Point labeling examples
--

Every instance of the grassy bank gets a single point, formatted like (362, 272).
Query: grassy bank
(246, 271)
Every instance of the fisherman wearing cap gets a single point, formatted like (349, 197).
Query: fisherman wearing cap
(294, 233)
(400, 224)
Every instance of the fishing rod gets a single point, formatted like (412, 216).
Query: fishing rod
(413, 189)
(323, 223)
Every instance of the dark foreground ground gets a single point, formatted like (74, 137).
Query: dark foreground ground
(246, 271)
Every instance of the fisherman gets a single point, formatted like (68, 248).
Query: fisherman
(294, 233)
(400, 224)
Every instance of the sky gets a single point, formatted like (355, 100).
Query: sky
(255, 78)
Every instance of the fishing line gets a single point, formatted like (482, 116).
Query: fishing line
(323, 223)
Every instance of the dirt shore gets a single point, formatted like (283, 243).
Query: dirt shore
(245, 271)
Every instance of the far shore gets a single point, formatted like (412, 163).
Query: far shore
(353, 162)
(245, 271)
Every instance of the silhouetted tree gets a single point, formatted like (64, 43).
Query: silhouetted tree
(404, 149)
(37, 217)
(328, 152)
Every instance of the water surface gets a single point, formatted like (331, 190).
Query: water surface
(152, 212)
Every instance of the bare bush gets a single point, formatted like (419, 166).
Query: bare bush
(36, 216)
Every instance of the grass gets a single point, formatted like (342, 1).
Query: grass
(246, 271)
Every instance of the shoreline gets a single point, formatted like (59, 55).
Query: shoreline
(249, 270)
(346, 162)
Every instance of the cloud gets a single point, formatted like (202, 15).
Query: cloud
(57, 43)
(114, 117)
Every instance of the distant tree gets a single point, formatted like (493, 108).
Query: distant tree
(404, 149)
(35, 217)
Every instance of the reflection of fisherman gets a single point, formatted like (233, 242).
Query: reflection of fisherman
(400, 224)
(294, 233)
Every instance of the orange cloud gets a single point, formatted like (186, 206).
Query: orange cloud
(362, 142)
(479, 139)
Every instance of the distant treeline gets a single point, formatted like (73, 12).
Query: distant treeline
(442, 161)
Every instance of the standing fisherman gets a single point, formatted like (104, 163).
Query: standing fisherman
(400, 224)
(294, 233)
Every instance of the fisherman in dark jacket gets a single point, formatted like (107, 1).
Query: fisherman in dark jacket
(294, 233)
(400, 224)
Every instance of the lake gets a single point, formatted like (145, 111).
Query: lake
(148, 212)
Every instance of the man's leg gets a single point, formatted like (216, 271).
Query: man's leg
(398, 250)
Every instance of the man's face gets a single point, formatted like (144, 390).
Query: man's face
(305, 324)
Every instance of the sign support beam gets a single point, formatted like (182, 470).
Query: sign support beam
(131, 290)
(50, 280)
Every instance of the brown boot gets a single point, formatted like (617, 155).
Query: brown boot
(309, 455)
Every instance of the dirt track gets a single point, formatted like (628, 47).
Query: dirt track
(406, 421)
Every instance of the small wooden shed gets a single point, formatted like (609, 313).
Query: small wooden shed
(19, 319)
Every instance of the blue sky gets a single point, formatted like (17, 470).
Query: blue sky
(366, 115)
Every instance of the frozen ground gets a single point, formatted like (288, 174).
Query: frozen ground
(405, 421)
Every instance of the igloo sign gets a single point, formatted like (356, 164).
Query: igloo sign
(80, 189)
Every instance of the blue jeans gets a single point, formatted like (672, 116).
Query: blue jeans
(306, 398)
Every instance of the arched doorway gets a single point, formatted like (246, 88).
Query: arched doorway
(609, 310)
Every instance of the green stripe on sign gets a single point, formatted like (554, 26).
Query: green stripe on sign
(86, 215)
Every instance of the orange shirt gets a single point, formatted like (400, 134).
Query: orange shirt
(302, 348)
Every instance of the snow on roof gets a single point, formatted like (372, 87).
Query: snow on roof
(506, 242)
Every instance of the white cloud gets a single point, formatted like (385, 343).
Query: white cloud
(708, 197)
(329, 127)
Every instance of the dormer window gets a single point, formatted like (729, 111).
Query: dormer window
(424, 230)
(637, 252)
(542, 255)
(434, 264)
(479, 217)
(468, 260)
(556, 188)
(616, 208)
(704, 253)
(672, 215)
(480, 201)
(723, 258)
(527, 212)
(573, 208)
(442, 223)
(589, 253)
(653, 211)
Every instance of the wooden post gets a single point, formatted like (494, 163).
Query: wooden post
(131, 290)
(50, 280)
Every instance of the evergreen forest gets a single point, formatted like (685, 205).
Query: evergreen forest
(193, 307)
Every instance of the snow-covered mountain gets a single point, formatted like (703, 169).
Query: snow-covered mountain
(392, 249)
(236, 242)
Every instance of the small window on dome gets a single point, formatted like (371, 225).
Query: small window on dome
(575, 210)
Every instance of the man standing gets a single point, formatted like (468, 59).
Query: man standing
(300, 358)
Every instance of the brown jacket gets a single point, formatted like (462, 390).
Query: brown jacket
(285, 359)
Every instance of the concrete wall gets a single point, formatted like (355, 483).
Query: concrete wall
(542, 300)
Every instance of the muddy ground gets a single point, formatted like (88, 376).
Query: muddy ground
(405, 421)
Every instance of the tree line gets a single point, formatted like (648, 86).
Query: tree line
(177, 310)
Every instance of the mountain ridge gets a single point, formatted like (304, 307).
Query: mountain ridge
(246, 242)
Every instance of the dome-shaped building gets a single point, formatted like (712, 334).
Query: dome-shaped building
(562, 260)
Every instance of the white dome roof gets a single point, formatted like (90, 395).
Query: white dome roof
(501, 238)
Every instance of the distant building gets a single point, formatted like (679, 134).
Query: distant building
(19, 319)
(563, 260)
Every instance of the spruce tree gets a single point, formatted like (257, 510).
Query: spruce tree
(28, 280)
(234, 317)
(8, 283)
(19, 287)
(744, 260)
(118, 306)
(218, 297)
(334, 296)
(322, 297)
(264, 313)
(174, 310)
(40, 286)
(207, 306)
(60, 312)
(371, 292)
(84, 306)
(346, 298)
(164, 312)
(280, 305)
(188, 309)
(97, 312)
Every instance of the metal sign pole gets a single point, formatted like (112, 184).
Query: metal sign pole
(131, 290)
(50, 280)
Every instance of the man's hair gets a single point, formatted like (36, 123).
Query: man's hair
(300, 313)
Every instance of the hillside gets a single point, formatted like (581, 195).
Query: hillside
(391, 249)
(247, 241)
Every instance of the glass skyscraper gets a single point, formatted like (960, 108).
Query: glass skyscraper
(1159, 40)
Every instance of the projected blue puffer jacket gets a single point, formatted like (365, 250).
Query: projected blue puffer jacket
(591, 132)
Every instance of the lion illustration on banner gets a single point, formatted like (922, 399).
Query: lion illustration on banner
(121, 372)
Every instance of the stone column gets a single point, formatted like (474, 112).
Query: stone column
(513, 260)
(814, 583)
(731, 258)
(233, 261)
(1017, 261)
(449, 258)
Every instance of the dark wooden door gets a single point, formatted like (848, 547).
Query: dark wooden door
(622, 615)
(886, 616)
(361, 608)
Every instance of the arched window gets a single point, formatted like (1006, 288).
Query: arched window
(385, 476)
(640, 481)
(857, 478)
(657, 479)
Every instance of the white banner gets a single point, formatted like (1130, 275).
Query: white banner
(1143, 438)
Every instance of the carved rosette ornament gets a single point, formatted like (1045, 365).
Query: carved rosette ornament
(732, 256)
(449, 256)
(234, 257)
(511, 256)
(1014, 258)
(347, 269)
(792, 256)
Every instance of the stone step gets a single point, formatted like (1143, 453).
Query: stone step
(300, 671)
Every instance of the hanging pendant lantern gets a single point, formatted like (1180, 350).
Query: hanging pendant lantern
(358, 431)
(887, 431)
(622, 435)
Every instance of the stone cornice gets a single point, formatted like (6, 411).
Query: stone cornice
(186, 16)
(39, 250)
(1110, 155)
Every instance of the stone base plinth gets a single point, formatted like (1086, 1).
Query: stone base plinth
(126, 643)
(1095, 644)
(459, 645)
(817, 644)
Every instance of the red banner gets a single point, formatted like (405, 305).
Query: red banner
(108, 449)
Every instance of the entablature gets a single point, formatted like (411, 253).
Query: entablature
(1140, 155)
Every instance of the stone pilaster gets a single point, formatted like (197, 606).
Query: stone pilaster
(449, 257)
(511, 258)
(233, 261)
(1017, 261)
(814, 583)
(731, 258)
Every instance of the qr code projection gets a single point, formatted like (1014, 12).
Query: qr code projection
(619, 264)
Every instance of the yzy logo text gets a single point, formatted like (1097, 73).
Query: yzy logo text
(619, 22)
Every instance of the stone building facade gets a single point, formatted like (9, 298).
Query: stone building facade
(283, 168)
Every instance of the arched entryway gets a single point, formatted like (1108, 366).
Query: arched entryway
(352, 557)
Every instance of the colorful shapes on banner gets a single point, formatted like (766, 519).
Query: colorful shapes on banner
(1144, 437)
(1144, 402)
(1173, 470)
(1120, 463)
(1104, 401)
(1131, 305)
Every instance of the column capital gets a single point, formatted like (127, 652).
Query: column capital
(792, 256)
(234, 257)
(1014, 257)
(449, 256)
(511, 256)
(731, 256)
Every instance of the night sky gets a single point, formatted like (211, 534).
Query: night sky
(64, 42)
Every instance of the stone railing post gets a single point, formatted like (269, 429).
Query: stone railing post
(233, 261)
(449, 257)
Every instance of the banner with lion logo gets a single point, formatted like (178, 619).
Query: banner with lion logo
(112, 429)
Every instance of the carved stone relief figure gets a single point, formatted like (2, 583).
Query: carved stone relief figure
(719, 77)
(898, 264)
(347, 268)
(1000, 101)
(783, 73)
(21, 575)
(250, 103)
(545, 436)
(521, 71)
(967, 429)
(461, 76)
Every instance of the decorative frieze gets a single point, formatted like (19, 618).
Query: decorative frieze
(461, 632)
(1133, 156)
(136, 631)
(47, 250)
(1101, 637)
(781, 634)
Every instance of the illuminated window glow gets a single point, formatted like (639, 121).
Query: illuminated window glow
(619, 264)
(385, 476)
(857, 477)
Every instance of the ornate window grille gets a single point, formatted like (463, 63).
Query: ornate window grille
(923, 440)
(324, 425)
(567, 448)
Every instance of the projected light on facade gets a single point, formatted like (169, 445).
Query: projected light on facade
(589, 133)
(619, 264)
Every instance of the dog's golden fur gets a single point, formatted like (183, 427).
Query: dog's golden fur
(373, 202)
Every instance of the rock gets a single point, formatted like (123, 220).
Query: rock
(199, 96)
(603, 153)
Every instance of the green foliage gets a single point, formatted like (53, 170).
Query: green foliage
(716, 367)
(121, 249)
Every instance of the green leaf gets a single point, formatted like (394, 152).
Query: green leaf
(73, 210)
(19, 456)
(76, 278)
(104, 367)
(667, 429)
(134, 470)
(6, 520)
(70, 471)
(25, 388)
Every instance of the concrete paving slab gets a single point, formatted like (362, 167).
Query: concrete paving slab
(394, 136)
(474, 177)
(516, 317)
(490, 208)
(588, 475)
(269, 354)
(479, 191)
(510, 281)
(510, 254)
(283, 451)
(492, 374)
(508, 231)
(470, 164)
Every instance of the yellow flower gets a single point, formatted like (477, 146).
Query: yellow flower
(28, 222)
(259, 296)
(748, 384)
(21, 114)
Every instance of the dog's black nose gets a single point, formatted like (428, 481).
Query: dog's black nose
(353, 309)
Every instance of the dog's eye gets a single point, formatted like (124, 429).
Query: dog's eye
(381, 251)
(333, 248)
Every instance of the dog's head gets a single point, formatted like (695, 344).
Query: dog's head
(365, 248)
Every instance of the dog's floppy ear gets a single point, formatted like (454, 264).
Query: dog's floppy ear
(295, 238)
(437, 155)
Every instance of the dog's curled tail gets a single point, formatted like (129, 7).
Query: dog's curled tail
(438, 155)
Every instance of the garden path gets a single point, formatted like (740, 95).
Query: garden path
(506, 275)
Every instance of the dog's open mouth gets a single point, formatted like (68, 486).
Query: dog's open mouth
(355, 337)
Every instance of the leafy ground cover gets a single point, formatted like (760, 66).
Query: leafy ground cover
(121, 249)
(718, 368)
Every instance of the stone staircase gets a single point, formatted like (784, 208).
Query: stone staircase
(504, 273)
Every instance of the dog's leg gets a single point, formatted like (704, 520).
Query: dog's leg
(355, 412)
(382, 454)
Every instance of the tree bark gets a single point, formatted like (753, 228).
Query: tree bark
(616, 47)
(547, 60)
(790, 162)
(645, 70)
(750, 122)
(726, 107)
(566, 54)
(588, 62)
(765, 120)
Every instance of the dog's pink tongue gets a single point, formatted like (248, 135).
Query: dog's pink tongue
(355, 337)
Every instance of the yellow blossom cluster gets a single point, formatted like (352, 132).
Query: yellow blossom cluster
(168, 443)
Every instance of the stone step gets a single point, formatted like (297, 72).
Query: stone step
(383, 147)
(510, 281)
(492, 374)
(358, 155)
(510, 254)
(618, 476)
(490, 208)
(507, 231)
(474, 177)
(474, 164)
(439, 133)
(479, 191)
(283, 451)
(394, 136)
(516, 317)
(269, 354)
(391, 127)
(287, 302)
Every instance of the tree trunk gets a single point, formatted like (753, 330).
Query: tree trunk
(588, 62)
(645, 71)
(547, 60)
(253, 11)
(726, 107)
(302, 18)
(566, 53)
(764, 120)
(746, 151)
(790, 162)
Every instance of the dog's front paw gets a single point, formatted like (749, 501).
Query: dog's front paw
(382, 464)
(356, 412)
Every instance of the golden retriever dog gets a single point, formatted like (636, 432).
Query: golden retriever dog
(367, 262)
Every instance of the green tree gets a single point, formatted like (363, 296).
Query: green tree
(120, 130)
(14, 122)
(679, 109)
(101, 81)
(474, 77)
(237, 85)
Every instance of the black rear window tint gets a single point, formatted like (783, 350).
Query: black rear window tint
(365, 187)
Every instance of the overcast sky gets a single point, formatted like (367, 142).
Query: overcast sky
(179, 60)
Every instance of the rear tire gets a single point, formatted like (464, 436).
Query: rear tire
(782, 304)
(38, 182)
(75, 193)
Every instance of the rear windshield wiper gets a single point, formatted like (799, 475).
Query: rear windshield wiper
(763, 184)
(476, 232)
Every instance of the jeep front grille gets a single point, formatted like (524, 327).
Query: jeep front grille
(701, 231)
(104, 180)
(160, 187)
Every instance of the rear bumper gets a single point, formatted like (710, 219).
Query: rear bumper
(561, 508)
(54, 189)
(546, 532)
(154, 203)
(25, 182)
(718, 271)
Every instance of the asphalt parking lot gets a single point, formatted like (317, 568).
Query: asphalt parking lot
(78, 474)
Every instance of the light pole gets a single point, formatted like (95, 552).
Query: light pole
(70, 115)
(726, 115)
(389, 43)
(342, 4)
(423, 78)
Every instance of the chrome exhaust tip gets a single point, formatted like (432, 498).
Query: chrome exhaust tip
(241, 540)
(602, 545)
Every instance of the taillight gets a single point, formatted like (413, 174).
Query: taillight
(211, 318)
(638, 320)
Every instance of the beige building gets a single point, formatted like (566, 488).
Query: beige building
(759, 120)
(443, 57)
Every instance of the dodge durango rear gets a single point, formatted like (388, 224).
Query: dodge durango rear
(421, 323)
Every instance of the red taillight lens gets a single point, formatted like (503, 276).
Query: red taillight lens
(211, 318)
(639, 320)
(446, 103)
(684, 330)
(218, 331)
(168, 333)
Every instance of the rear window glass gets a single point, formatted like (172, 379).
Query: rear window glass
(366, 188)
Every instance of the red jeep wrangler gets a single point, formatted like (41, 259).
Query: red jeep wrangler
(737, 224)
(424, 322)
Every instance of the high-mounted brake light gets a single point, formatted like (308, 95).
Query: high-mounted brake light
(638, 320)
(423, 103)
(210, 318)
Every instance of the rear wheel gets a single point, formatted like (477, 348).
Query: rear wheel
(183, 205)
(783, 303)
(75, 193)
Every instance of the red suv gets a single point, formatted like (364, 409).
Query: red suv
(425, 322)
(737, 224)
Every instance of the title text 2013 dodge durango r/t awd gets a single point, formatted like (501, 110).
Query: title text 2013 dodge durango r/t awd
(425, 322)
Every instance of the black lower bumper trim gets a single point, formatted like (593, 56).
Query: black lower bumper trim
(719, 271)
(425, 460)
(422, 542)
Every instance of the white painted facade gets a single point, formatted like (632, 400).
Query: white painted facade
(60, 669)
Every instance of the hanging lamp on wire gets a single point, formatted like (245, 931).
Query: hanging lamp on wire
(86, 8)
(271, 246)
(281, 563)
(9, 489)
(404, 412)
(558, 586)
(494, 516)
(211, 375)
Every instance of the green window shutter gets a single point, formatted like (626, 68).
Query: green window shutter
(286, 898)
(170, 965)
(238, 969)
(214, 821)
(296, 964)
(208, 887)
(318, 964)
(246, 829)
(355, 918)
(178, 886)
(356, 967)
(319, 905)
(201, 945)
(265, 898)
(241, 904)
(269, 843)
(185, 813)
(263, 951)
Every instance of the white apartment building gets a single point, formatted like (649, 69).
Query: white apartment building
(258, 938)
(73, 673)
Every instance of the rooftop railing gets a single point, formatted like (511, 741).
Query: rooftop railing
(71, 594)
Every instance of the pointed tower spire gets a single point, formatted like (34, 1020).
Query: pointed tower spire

--

Short task: Duplicate the entries above word for word, everything from the line containing "Every instance of the hillside" down to the line containing "(1143, 438)", with both of those lines included.

Expected answer:
Every instance of the hillside gets a single point, formatted like (581, 195).
Query: hillside
(391, 249)
(247, 241)
Every instance of the glass skyscraper gets a single point, formatted like (960, 108).
Query: glass skyscraper
(1159, 40)
Every instance of the projected blue puffer jacket gets a single point, formatted like (365, 250).
Query: projected blue puffer jacket
(591, 132)
Every instance of the lion illustration on banner gets a single point, formatted like (922, 399).
Query: lion illustration on banner
(121, 372)
Every instance of the stone column gets a single point, formatted like (474, 112).
Query: stone column
(513, 260)
(814, 583)
(731, 258)
(233, 261)
(1017, 261)
(449, 258)
Every instance of the dark wooden door gets a single point, formatted like (848, 547).
Query: dark wooden door
(622, 615)
(886, 616)
(361, 608)
Every instance of the arched window gets a single point, formatted like (1006, 288).
Query: arched window
(385, 476)
(640, 481)
(857, 478)
(657, 479)
Every instance of the white banner gets a single point, formatted like (1130, 275).
Query: white banner
(1143, 438)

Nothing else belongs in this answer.